## STATED EXERCISE
Please copy out everything from the line containing "Pointing guideline: for each instance of the metal" down to the last line in full, offsetting each x and y coordinate value by 58.

## DATA PROVIDED
* START *
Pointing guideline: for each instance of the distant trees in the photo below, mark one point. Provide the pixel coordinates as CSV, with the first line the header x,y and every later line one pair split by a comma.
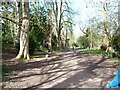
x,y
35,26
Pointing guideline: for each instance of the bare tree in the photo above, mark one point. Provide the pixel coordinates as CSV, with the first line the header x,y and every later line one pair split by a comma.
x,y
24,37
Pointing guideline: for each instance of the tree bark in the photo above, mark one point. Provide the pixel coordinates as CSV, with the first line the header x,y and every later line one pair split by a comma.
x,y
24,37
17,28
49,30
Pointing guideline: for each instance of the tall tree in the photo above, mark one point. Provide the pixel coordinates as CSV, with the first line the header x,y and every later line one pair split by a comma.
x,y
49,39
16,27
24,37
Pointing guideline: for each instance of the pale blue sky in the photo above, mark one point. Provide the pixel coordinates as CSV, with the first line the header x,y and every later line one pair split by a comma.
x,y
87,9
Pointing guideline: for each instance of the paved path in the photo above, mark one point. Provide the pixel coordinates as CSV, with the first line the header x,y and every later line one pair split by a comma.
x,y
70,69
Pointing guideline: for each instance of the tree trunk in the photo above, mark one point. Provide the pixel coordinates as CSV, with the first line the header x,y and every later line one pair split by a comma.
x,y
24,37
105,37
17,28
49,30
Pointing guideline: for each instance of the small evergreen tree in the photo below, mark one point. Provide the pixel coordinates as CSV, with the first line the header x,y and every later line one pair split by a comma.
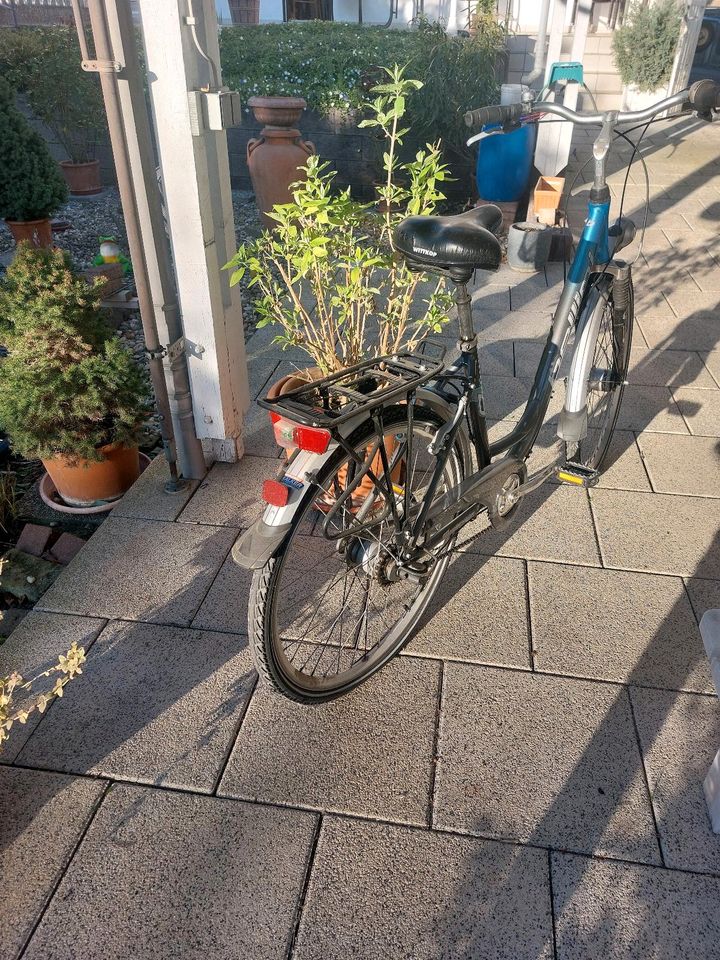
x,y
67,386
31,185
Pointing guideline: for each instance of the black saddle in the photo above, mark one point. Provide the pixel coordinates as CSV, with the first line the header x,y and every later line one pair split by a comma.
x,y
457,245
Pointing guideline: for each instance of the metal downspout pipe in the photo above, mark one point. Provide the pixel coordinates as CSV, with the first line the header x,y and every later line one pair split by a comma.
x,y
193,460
* END *
## THE RESPONSE
Pointing guideline: for each instance of the metal downspout pipe in the photo above, mark one point. Provide the pixel coordinates as CSV, with the first line the header x,y and every later line one pair split by a comma.
x,y
251,518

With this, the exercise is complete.